Items drawn from a data source
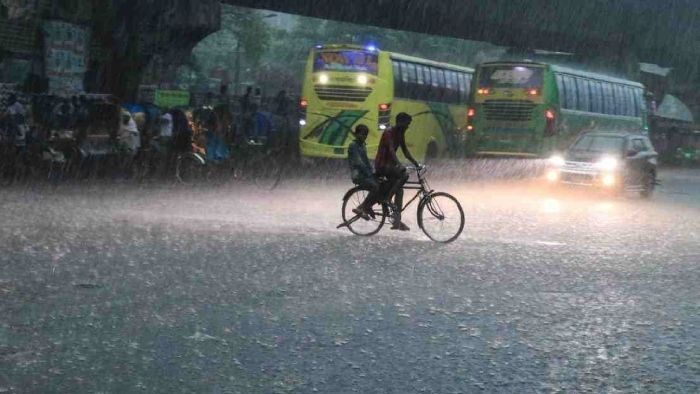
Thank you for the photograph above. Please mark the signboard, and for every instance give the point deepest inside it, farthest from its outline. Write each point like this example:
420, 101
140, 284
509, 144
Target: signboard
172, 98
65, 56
==
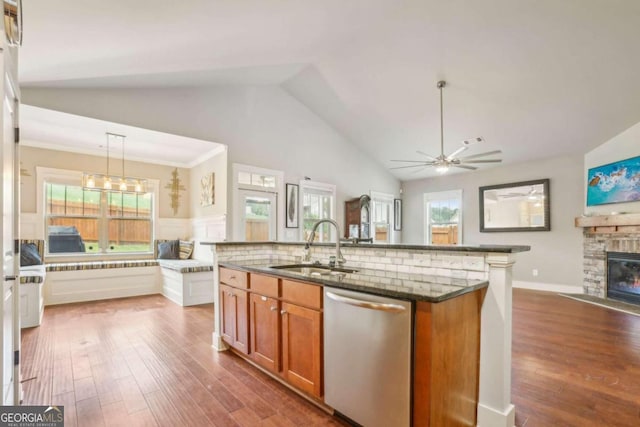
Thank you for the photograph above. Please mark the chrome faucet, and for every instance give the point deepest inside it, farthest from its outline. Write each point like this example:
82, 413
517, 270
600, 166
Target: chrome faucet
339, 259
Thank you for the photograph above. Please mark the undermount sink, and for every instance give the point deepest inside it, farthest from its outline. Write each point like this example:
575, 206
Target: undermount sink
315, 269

■ What you will do ■
Pick out every line in the data above that contains the string "farthest", and copy each one. Letter case matters.

■ Reply to the task ■
Thank you for the photograph above. Please mark the signboard, and for every instance give the point deepest inside it, farthest from its outline. Write each point like this example:
Thank you for the photograph above. Please mark the chrome faucet, and for every instance give the point deepest inside it, farthest from its outline. Write each point like this example:
Thank you for the photograph above. Please mark the undermount sink, and for every instance give the point deepest inside it, farthest from its outline. Write each point like this example:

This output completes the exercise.